Task requirements> Transcribe the entire listing exactly.

Material for the task>
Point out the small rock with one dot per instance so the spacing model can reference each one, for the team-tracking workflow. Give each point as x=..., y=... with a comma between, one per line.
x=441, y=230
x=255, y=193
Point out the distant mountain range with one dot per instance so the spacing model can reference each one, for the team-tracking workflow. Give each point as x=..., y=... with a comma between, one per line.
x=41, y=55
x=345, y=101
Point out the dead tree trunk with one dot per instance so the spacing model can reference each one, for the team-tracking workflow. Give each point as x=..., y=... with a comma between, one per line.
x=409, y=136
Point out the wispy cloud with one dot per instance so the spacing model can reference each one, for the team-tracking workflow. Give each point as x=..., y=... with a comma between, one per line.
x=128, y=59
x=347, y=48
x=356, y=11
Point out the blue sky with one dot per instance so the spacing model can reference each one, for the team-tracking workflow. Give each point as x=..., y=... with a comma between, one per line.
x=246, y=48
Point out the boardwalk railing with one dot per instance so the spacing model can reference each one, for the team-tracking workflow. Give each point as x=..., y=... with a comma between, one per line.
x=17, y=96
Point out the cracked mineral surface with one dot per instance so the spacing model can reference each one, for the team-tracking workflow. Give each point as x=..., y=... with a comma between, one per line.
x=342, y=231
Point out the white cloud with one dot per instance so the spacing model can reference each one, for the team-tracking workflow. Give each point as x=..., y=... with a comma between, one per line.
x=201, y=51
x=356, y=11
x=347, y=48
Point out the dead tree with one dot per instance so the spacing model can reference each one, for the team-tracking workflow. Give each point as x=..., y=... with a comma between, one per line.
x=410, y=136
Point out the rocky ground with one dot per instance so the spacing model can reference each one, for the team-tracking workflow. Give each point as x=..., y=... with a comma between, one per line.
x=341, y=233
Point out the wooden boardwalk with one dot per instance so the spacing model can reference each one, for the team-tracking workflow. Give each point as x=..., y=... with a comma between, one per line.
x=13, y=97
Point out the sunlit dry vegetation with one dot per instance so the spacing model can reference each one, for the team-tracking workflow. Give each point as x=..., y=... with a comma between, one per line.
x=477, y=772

Solution to the exercise>
Point out the small rock with one dot per instance so the spacing model can reference each one, for the team-tracking workflow. Give each point as x=..., y=... with a comma between, one per line.
x=441, y=230
x=255, y=193
Point out the distant mountain range with one dot per instance so the spacing model can reference each one, for the team-tracking workflow. Give each point as x=..., y=... with a comma between, one per line.
x=41, y=55
x=345, y=101
Point out the dead tree trunk with one dot per instance so the spacing model can reference each one, for the team-tracking workflow. Give each point as x=..., y=... with a comma between, one per line.
x=409, y=136
Point out the wispy cloud with one dot per instance so the spacing model can reference each one, for the team-tracking workflow. Give each point as x=..., y=... with a comma between, one per line.
x=128, y=59
x=347, y=48
x=356, y=11
Point out the blue sky with one dot per instance so the spacing model can reference each one, for the team-tracking workflow. Give each point as x=..., y=... with a comma between, one per line.
x=246, y=48
Point out the boardwalk railing with one dot per instance so the spacing model can reference each one, for the team-tracking workflow. Give each point as x=..., y=... with a comma between, one per line.
x=17, y=96
Point out the cracked mineral surface with one dot per instance so the spacing model can reference each one, for the team-tracking workflow. Give each point as x=..., y=... with a comma between, one per line.
x=342, y=231
Point out the white cloud with one dot per instance so the spacing model can reference each one, for the team-tracking workflow. Give each point as x=..., y=... with a comma between, one per line.
x=201, y=51
x=356, y=11
x=347, y=48
Point out the dead tree with one dot per instance so the spacing model can reference each one, for the team-tracking workflow. Give each point as x=..., y=... with a comma between, one per line.
x=410, y=136
Point out the rocky ground with one dot per instance so the spacing model can reference each one, for the team-tracking workflow. Give each point as x=..., y=... with a comma between, one per line.
x=341, y=233
Point out the wooden boardwalk with one dot per instance so the spacing model can reference each one, for the team-tracking workflow. Give each point as x=..., y=... with a comma between, one per line.
x=13, y=97
Point out the sunlit dry vegetation with one dot per instance so the spacing model can reference each one, for the team-tracking workflow. Give each point as x=..., y=... with a comma between, one per line.
x=477, y=772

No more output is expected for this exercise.